• What you will do: Arrange the rows from the line containing "Someone flagged disposicao.com.br" down to the line containing "[174,115,215,130]", both included, as a two-column CSV with the headers "query" and "box". Give each row one line, with its text and its answer each in a single quoted field and any line breaks replaced by spaces.

• Rows from a data collection:
□ □ □ □ □ □ □

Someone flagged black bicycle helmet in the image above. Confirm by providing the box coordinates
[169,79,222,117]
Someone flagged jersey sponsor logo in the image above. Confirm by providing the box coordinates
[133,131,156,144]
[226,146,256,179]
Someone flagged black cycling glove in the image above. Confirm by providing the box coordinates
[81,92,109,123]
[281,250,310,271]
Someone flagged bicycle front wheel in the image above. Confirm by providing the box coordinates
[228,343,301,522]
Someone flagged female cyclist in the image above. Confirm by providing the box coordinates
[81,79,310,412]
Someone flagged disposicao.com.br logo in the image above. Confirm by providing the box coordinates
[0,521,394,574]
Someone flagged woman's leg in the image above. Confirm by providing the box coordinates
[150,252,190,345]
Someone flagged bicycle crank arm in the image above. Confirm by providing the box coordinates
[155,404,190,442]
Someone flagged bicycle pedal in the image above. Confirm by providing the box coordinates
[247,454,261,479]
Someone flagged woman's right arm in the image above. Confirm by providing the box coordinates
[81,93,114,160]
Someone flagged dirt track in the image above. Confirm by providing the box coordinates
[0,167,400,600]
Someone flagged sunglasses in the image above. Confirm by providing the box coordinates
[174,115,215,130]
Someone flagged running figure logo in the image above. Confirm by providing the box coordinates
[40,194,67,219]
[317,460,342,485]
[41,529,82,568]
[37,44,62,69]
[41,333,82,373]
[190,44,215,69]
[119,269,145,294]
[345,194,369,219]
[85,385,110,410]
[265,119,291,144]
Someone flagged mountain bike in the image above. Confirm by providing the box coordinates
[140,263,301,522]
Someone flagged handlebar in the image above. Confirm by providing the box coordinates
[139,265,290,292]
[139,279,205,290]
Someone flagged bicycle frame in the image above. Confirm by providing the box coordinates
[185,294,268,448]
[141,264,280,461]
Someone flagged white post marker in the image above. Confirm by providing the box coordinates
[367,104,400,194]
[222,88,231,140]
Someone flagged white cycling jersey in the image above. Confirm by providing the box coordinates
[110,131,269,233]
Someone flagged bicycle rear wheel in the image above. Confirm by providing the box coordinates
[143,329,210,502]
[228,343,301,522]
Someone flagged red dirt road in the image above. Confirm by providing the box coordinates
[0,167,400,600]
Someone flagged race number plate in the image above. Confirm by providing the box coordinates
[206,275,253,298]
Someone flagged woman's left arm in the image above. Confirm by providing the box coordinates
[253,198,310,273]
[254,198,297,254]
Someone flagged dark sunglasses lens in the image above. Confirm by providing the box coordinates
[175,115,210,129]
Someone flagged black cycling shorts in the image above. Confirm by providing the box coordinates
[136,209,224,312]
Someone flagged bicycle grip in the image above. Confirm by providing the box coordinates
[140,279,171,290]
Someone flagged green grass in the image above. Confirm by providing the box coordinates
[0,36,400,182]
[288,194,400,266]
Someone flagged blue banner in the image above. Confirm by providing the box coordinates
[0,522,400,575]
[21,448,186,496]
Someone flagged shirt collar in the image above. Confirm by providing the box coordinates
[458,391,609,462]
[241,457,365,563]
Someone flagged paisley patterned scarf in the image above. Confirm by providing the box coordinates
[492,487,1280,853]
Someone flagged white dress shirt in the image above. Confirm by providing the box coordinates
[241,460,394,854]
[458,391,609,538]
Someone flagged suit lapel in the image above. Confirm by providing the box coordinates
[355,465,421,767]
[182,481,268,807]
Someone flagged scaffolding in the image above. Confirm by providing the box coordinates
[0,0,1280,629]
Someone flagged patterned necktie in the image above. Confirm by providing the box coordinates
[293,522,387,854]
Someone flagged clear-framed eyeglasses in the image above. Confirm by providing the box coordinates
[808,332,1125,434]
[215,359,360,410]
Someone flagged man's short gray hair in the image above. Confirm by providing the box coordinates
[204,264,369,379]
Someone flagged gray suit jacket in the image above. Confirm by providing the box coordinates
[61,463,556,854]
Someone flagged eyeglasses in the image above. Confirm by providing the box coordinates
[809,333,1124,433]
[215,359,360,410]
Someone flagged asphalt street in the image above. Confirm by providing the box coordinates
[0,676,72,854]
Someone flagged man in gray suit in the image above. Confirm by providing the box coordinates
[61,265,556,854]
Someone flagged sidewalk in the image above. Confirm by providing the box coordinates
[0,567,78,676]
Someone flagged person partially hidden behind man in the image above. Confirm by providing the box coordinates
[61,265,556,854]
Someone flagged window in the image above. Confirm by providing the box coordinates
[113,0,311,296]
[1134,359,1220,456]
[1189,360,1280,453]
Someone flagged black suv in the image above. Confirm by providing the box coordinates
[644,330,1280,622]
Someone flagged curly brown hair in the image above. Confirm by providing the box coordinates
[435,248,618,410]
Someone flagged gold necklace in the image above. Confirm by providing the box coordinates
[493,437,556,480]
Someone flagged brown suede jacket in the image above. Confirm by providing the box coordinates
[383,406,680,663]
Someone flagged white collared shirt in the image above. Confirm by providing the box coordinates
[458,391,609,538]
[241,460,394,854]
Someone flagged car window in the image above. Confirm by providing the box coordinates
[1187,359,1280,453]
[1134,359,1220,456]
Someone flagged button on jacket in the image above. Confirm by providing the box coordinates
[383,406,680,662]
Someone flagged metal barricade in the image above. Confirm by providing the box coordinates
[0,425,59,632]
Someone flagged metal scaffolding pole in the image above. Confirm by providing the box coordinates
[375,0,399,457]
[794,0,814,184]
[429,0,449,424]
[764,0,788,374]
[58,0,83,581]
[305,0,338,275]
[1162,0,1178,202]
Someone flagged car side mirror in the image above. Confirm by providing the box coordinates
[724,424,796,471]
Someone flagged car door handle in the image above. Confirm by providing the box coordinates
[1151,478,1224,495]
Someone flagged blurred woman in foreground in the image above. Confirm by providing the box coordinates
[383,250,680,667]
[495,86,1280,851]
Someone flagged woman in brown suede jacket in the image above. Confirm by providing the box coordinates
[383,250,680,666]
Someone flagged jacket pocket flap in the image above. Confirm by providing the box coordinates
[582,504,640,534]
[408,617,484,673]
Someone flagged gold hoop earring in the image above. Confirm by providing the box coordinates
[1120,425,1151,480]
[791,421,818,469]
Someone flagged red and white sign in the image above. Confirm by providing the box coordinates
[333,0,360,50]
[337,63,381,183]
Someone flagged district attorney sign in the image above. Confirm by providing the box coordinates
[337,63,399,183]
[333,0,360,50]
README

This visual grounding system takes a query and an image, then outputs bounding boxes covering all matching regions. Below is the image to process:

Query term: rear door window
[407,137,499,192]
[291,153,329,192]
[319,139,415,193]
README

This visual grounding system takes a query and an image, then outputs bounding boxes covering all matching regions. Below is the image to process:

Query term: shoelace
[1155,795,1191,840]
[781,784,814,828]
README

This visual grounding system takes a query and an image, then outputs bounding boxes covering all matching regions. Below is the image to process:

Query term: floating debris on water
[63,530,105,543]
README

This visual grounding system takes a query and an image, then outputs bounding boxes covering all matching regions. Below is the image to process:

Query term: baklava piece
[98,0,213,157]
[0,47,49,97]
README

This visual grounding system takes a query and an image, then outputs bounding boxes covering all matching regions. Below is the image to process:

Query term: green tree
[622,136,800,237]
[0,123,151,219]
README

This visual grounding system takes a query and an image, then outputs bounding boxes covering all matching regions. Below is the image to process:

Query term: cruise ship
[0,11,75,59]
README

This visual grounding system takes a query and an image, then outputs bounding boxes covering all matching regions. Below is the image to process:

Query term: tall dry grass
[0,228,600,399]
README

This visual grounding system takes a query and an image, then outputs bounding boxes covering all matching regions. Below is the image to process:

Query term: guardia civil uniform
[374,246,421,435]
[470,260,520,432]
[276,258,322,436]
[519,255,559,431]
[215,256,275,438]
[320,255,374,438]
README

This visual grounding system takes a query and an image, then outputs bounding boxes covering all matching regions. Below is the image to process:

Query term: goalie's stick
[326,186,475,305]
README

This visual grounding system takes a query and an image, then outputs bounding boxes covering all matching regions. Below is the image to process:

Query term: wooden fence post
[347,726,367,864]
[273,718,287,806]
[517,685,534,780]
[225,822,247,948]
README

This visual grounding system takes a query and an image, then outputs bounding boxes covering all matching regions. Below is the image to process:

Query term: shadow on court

□ □ □ □ □ □ □

• Written reply:
query,box
"Someone flagged disposicao.com.br logo in the image above. Confirm by providing the box coordinates","[0,521,394,574]"
"Someone flagged woman's leg in the image above. Confirm by providing the box coordinates","[150,252,190,345]"
"Someone flagged bicycle crank arm in the image above. Confirm by providing the box coordinates","[155,404,190,442]"
"Someone flagged bicycle pedal in the image above. Confirm by providing the box coordinates","[247,454,261,479]"
"Someone flagged woman's right arm in the image above. Confirm by providing the box coordinates","[81,93,114,160]"
"Someone flagged dirt track in the image above. Confirm by providing the box coordinates","[0,167,400,600]"
"Someone flagged sunglasses in the image above. Confirm by providing the box coordinates","[174,115,215,130]"